* Task statement *
Among the entries below, count each line holding the word "reflection". Write only the number.

Records excerpted from a collection

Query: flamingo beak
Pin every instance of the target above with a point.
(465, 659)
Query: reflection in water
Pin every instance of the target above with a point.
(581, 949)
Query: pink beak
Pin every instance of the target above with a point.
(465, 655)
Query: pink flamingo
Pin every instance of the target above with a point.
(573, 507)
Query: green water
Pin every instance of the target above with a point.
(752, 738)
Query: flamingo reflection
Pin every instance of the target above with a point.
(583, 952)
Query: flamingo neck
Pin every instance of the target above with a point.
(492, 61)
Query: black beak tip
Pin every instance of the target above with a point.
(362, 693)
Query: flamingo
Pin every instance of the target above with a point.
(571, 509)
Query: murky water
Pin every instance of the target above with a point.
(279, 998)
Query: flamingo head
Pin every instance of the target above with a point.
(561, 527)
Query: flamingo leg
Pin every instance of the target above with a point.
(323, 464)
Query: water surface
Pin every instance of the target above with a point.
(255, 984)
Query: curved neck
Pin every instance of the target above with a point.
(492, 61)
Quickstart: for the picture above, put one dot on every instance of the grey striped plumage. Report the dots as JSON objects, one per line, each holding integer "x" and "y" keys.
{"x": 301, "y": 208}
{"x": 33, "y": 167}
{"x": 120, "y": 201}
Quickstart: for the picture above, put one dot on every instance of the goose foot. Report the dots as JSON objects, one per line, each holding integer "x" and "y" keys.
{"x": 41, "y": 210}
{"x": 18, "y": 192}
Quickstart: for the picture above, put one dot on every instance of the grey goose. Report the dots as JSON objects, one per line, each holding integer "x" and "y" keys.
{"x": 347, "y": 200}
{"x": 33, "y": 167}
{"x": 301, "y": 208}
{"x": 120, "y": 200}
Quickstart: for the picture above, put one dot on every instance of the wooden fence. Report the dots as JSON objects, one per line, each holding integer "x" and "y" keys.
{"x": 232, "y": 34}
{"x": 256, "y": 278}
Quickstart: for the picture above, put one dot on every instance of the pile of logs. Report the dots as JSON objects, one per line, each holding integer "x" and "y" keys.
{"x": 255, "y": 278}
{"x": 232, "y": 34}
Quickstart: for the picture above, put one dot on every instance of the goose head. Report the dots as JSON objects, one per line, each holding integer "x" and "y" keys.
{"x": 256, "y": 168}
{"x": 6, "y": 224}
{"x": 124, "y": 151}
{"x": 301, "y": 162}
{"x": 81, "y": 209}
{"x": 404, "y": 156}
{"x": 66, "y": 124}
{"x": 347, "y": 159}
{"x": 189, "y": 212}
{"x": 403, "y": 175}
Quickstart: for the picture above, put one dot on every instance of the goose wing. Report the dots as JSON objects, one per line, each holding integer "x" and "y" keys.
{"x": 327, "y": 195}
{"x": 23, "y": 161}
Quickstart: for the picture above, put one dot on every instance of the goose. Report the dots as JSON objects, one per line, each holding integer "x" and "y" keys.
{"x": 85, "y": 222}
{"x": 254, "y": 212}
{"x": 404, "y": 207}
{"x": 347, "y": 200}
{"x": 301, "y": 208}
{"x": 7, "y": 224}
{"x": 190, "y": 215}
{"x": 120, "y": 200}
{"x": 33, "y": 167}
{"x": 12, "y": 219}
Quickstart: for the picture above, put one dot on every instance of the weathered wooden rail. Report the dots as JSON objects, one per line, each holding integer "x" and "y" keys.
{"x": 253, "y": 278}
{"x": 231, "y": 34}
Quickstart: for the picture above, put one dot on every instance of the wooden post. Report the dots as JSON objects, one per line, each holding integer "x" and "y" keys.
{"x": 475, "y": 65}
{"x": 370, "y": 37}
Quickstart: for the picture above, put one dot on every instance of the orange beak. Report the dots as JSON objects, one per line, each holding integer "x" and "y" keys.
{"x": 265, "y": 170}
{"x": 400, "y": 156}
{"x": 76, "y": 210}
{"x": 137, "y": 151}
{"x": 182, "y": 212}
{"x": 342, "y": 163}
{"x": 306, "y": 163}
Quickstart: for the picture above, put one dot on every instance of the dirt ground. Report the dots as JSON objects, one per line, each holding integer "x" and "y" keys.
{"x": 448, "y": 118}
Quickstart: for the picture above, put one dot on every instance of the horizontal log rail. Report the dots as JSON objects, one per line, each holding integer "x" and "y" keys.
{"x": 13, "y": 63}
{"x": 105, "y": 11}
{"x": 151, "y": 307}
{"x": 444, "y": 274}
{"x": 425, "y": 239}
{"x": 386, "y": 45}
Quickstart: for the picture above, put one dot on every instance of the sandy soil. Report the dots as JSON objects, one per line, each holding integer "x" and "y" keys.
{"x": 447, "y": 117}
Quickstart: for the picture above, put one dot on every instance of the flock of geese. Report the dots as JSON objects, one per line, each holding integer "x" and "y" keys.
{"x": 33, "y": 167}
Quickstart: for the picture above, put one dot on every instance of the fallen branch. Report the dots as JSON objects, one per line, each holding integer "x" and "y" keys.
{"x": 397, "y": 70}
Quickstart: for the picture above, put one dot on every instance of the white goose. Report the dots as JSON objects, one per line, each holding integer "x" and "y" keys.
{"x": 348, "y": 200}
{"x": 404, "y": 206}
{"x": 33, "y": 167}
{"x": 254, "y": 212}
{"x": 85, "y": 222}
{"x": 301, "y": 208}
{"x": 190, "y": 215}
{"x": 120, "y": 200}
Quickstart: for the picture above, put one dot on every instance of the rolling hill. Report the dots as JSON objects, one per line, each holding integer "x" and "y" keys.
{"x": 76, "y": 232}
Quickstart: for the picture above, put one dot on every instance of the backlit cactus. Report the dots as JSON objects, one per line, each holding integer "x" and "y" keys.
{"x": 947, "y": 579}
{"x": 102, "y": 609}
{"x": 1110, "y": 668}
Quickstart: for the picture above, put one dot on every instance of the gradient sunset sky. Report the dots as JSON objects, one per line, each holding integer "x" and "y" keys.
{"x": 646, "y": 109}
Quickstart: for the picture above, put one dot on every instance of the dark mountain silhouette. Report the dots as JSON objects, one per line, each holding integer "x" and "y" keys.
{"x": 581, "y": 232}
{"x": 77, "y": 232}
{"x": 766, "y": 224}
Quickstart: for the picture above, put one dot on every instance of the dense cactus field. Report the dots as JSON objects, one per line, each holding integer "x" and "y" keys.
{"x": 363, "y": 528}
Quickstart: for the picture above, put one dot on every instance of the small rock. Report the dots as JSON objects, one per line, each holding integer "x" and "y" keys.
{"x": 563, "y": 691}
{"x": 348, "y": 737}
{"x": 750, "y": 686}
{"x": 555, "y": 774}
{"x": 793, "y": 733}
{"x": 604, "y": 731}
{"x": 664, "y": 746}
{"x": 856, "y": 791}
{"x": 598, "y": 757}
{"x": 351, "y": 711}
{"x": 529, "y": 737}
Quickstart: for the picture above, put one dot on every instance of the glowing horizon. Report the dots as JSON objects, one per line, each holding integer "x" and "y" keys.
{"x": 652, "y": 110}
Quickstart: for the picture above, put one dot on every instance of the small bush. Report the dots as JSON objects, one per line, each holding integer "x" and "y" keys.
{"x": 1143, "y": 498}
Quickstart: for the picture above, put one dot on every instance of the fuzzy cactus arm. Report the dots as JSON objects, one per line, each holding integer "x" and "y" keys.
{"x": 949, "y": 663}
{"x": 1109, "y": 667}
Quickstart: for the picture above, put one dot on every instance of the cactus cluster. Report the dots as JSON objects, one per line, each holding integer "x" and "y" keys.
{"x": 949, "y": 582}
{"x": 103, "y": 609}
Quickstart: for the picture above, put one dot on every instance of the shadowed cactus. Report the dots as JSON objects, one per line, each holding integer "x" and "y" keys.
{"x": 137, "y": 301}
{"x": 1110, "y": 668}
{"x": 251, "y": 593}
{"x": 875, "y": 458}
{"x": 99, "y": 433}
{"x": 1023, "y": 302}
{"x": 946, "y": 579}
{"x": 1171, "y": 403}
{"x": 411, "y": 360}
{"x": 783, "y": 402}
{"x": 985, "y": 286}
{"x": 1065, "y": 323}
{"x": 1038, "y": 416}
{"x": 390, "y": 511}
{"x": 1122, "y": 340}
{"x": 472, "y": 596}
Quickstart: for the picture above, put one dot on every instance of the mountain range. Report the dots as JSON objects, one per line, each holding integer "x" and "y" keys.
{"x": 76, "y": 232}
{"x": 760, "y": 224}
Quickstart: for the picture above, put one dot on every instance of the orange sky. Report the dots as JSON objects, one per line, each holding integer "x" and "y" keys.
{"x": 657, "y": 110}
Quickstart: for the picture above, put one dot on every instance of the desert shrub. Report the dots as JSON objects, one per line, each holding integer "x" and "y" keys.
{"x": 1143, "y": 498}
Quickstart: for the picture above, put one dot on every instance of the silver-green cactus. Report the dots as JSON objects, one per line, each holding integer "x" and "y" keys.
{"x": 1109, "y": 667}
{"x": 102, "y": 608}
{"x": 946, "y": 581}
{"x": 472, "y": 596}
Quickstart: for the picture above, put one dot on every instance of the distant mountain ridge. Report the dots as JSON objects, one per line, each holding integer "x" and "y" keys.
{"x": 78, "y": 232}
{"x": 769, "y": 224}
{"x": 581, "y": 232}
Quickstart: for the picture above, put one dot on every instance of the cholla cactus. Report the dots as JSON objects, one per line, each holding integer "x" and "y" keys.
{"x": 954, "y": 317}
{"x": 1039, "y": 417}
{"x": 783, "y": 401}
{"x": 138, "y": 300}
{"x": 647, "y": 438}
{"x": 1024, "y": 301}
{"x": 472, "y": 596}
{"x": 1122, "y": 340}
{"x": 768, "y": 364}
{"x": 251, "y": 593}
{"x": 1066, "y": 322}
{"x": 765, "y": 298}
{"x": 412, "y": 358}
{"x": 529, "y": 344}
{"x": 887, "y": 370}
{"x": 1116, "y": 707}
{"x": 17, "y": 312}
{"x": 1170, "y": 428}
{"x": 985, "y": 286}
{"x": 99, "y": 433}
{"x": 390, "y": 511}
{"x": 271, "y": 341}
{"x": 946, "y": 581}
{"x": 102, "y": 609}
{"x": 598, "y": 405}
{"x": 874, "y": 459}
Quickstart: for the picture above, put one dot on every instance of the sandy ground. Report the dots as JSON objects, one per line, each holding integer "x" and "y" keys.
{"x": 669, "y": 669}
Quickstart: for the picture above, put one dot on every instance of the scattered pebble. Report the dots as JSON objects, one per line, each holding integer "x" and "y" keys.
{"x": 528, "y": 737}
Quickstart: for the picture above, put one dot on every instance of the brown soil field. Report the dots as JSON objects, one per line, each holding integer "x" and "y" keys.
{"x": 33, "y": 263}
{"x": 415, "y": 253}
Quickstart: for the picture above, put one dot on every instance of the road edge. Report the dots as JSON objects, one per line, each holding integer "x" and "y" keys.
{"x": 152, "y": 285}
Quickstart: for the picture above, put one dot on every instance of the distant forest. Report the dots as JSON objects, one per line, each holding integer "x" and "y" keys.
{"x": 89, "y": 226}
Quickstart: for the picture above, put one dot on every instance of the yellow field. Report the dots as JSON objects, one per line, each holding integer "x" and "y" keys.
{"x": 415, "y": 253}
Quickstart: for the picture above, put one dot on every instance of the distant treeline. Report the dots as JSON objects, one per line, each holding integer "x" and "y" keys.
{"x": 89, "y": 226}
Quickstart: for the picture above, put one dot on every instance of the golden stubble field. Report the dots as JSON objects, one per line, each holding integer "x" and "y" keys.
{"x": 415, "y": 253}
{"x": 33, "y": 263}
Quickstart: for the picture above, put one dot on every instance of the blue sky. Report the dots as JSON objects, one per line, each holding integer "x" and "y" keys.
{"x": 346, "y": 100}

* Result *
2